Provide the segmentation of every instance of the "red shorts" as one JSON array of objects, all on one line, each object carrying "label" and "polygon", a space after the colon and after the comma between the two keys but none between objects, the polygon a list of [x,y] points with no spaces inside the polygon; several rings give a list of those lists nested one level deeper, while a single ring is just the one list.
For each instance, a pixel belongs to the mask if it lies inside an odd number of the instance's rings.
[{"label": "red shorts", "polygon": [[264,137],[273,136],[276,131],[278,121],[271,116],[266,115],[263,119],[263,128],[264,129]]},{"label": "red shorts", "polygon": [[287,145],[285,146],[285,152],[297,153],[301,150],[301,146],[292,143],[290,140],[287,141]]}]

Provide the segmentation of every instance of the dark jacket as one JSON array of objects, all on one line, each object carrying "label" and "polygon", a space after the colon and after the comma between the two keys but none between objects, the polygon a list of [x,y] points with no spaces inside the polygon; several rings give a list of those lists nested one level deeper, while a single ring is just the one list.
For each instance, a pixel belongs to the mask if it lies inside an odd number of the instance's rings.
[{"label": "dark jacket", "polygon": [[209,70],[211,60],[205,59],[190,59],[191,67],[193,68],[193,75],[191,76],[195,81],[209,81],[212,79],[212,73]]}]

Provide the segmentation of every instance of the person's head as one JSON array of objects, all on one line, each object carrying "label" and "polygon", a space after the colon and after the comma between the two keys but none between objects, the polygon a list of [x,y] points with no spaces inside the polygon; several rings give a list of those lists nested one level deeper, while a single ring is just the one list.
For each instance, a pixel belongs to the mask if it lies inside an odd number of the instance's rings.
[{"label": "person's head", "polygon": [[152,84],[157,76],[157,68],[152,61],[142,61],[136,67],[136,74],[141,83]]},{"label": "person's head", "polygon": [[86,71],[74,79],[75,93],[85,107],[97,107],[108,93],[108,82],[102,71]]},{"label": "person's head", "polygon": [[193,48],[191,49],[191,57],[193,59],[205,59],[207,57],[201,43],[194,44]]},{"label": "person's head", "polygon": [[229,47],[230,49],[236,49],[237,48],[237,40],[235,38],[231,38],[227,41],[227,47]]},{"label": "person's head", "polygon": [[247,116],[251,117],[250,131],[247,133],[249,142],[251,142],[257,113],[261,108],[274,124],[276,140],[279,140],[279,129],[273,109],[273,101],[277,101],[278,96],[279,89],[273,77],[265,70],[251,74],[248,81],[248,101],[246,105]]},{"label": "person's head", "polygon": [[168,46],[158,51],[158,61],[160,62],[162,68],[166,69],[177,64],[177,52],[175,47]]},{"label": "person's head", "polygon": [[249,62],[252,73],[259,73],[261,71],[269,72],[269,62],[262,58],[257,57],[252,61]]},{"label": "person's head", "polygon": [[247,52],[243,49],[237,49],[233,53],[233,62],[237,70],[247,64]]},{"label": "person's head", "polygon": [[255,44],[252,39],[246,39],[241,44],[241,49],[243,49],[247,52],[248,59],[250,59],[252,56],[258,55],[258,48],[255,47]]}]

• • • • •

INSTRUCTION:
Collect every line from the items above that contains the word "list", and copy each one out in full.

THE COMPLETED TASK:
Provide the segmentation of every instance of the "red shorts" as one JSON array of objects, all on one line, each object carrying "label" and "polygon", a space after the colon and after the comma between the two keys but none between objects, the polygon a list of [x,y] points with no spaces inside the polygon; several rings give a list of those lists nested one level deeper, while a single ring is just the one list.
Provide the segmentation of every instance of the dark jacket as one JSON array of objects, all on one line, each object carrying "label" and "polygon", a space after the colon and after the comma between the two keys but none between objects, the polygon a list of [x,y] points with no spaces inside the polygon; several rings give a list of those lists nested one level deeper, while a single ring is just the one list.
Provide the segmentation of every instance of the person's head as one JSON array of objects, all on one line, each object carrying "label" and "polygon", a space after the colon and after the comma between the two keys but none between objects, the polygon a list of [x,y] points with no spaces inside the polygon; several rings give a list of those lists nested one level deeper, while a single ring is just the one list.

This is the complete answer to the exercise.